◆ The task: Convert all of the entries below into a Markdown table with a "Row" column that numbers each line and a "Line" column that holds the line's text, leaving out any blank lines.

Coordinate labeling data
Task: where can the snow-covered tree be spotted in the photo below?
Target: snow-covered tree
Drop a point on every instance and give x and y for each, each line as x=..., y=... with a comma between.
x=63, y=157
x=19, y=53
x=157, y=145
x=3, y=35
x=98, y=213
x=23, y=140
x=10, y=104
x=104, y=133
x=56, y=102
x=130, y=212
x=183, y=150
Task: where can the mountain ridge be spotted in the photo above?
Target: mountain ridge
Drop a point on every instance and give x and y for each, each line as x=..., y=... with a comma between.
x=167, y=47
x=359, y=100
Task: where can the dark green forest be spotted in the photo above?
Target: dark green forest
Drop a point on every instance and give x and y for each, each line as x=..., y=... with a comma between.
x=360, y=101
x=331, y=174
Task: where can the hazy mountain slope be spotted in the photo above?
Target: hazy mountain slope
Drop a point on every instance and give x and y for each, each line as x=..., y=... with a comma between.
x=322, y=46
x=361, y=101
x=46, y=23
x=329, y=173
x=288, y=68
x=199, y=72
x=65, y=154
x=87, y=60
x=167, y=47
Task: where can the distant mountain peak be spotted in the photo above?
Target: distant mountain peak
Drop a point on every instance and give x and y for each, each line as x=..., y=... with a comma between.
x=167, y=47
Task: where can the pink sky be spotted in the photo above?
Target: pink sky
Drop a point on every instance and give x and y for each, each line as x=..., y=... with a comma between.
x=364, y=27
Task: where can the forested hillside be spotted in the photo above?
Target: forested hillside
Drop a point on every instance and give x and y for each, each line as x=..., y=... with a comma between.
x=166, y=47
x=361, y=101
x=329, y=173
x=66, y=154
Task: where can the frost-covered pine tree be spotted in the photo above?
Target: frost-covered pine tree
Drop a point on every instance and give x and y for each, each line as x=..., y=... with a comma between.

◆ Worked solution:
| Row | Line |
|---|---|
| 1 | Task: where can the snow-covered tree be spotted in the photo below? |
| 2 | Target: snow-covered tree |
| 3 | Drop a point on every instance and give x and y for each, each line as x=..., y=... with a comma between. |
| 4 | x=63, y=157 |
| 5 | x=19, y=53 |
| 6 | x=157, y=145 |
| 7 | x=3, y=35 |
| 8 | x=98, y=213 |
| 9 | x=23, y=140 |
| 10 | x=10, y=104 |
| 11 | x=104, y=133 |
| 12 | x=56, y=102 |
| 13 | x=130, y=212 |
| 14 | x=183, y=150 |
| 15 | Task: where can the mountain ridge be spotted in the photo above? |
| 16 | Target: mountain ridge |
| 17 | Drop a point on every instance and give x and y for each, each line as x=..., y=... with a comma between. |
| 18 | x=167, y=47 |
| 19 | x=359, y=100 |
| 20 | Task: where can the dark green forest be spotted in the photo above? |
| 21 | Target: dark green forest |
| 22 | Drop a point on every instance and give x and y for each, each line as x=..., y=... with a comma between. |
| 23 | x=360, y=101 |
| 24 | x=331, y=174 |
| 25 | Task: where can the hazy mountain slope be spotted in the photo above? |
| 26 | Target: hazy mountain slope |
| 27 | Drop a point on every instance and give x and y for each, each line as x=..., y=... with a comma between. |
| 28 | x=322, y=46 |
| 29 | x=361, y=101 |
| 30 | x=46, y=23 |
| 31 | x=329, y=173 |
| 32 | x=288, y=68 |
| 33 | x=199, y=72 |
| 34 | x=65, y=154 |
| 35 | x=87, y=60 |
| 36 | x=167, y=47 |
| 37 | Task: where can the distant mountain peak be spotted in the photo above? |
| 38 | Target: distant mountain peak |
| 39 | Drop a point on every instance and give x and y for each, each line as x=..., y=... with a comma between. |
| 40 | x=167, y=47 |
| 41 | Task: where can the pink sky be spotted in the photo above? |
| 42 | Target: pink sky |
| 43 | Drop a point on every instance and give x and y for each, each line as x=..., y=... with a comma between. |
| 44 | x=364, y=27 |
| 45 | Task: where can the forested hillside be spotted in the photo above? |
| 46 | Target: forested hillside |
| 47 | Drop a point on every instance and give x and y for each, each line as x=..., y=... with a comma between. |
| 48 | x=166, y=47 |
| 49 | x=361, y=101 |
| 50 | x=329, y=173 |
| 51 | x=66, y=154 |
| 52 | Task: where can the frost-covered pine tree be spotted in the photo above? |
| 53 | Target: frost-covered pine tree |
| 54 | Drop a point on every instance and give x and y for each, each line as x=..., y=... with a comma between. |